Word for word, transcribe all of the records.

(Referring expression data)
== Segment start ==

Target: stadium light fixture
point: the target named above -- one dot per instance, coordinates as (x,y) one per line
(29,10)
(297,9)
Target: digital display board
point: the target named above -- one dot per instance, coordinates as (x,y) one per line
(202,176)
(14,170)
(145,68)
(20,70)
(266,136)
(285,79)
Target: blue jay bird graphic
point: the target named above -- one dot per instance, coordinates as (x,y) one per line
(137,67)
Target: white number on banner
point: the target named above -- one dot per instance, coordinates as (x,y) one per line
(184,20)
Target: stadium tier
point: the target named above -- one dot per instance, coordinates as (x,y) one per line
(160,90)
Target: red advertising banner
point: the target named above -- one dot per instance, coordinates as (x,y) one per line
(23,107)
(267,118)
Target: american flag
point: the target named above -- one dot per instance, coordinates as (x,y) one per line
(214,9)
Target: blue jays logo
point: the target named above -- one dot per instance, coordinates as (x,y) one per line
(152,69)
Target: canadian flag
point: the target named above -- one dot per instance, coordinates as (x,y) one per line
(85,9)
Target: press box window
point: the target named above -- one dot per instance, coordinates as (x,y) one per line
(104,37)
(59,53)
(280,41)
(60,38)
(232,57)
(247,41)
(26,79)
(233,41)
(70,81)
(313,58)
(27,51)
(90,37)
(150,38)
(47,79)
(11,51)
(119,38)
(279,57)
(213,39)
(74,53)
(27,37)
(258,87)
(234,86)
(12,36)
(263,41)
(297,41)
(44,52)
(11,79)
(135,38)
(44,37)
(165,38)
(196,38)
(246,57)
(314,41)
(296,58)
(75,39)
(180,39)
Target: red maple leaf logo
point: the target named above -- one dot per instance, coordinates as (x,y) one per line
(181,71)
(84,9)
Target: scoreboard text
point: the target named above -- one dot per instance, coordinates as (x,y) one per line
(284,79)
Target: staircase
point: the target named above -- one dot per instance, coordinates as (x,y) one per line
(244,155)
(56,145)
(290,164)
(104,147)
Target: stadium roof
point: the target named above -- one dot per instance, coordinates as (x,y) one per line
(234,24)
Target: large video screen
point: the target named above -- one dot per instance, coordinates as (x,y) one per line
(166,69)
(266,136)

== Segment end ==

Response
Target: stadium light fixture
point: the target named above -- one dot per instance, coordinates as (x,y) one per line
(29,10)
(297,9)
Target: digital display board
point: the target named above -- one dot per instance, coordinates as (x,y) one per line
(202,176)
(14,170)
(145,68)
(20,70)
(266,136)
(285,79)
Target: blue jay bird graphic
point: the target named above -- one dot per instance, coordinates as (x,y) one per line
(137,67)
Target: white number on banner
point: the target named above -- one dot per instance, coordinates as (x,y) one per line
(184,20)
Target: stadium tier
point: the target named above -- one dot per instance, coordinates as (x,y) one per line
(160,90)
Target: red advertising banner
point: the target named above -- one dot per instance, coordinates as (x,y) one per line
(23,107)
(267,118)
Target: american flag
point: the target named above -- one dot per instance, coordinates as (x,y) one per line
(214,9)
Target: blue jays logo
point: the target named above -- one dot per instance, coordinates as (x,y) one per line
(152,69)
Target: canadian flag
point: the target named above -- one dot per instance, coordinates as (x,y) one per line
(85,9)
Target: press box window
point: the target named above -- one dot per instance, coordinates as (x,y) one per line
(104,37)
(59,53)
(280,41)
(60,38)
(232,57)
(247,41)
(26,79)
(233,41)
(70,81)
(313,58)
(27,51)
(90,37)
(150,38)
(47,79)
(11,51)
(119,38)
(279,57)
(213,39)
(74,53)
(27,37)
(258,87)
(234,86)
(12,36)
(263,41)
(297,41)
(44,52)
(11,79)
(135,38)
(44,37)
(165,38)
(196,38)
(246,57)
(314,41)
(296,58)
(75,39)
(180,39)
Target: red maple leaf logo
point: the target named above -- one dot per instance, coordinates as (x,y) one per line
(181,71)
(84,9)
Target: scoreboard text
point: the target named above -- one dot per instance, coordinates as (x,y) one per line
(284,79)
Target: staircase
point: the target named above -- one dot per instance, coordinates as (x,y) one per line
(244,155)
(56,145)
(290,164)
(104,147)
Target: stadium roof
point: the target named above -- one dot per instance, coordinates as (x,y) one per line
(234,24)
Target: large video screen
point: the target named above -- one dot per instance, coordinates as (x,y) one per line
(166,69)
(266,136)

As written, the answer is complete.